_Extract to read:_
-----

Ageing process starts in young adults
Tuesday July 7th, 2015
Just 18 biological measures can be combined to see how quickly people age, according to a new study.
A large long-term human health study, based on data from the Dunedin Study found that signs of ageing were apparent from the age of 26.
The New Zealand study that has tracked more than 1,000 people born in 1972-73 in the same town from birth to the present.
Writing in the latest edition of the Proceedings of the National Academy of Sciences, the research team from the US, UK, Israel and New Zealand says that a panel of 18 biological measures can be combined to determine if people age faster or slower than their peers.
First author Dan Belsky, assistant professor of geriatrics in Duke University's Center for Aging, Durham, NC, USA, said because the ageing progress shows in human organs earlier than it does in eyes, joints and hair, the team measured the functions of kidneys, liver, lungs, metabolic and immune systems of the participants of the Dunedin Study.
They also measured HDL cholesterol, cardiorespiratory fitness, lung function and the length of the telomeres, which are protective caps at the end of chromosomes that shorten with age, dental health and the condition of the tiny blood vessels at the back of the eyes.

-----

According to the article on ageing, from what age were signs of ageing apparent? Please answer in a few words. The records that come next are separate material, not part of the article.

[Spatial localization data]
-----

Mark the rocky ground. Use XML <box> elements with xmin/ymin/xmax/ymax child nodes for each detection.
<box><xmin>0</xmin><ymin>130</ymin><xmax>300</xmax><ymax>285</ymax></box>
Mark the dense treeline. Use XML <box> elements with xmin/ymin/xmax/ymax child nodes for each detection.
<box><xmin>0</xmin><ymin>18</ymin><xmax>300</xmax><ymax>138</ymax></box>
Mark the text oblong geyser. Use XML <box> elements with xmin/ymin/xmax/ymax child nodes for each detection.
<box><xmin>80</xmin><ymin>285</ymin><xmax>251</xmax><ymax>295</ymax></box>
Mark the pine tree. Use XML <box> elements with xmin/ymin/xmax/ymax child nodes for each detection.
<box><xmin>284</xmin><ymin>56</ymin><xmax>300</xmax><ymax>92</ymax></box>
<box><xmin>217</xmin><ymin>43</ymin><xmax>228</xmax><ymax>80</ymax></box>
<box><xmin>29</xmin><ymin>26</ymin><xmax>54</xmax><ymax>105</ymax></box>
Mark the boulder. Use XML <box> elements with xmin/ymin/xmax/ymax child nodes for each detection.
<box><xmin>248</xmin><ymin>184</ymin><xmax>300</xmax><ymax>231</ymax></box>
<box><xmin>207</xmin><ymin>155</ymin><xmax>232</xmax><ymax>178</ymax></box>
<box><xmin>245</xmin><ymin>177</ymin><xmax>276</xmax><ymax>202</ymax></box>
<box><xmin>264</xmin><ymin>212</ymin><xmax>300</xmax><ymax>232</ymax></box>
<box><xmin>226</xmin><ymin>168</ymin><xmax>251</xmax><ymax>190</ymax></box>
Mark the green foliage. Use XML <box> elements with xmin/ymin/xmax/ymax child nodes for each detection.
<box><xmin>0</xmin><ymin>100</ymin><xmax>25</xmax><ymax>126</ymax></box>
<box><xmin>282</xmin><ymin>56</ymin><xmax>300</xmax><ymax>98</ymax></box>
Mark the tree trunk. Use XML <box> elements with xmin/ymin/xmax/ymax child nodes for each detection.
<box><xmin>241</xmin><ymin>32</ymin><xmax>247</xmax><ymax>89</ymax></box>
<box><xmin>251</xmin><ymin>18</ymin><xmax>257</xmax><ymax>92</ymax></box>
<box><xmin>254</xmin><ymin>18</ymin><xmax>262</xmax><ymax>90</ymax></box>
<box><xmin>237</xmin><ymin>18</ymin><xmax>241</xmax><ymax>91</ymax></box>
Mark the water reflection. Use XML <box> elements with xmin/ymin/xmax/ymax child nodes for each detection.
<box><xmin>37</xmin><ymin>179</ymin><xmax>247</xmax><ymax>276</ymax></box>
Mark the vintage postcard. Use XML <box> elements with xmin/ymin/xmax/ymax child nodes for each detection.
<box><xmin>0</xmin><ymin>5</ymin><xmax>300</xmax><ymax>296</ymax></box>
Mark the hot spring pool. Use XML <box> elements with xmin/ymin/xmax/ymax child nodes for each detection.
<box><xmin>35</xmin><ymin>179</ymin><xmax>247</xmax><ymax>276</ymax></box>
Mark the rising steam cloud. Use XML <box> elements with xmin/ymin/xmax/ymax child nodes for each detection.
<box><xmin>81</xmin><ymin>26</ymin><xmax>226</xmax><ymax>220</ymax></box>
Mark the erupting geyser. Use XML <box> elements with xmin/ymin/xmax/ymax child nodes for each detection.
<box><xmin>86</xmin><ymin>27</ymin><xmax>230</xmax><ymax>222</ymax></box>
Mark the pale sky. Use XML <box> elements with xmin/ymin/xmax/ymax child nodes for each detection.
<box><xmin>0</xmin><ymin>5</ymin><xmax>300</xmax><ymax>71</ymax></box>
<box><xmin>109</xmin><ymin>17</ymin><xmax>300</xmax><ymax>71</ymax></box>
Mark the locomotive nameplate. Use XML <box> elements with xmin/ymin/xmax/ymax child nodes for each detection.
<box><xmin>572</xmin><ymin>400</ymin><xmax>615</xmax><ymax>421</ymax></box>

-----

_Task result:_
From the age of 26.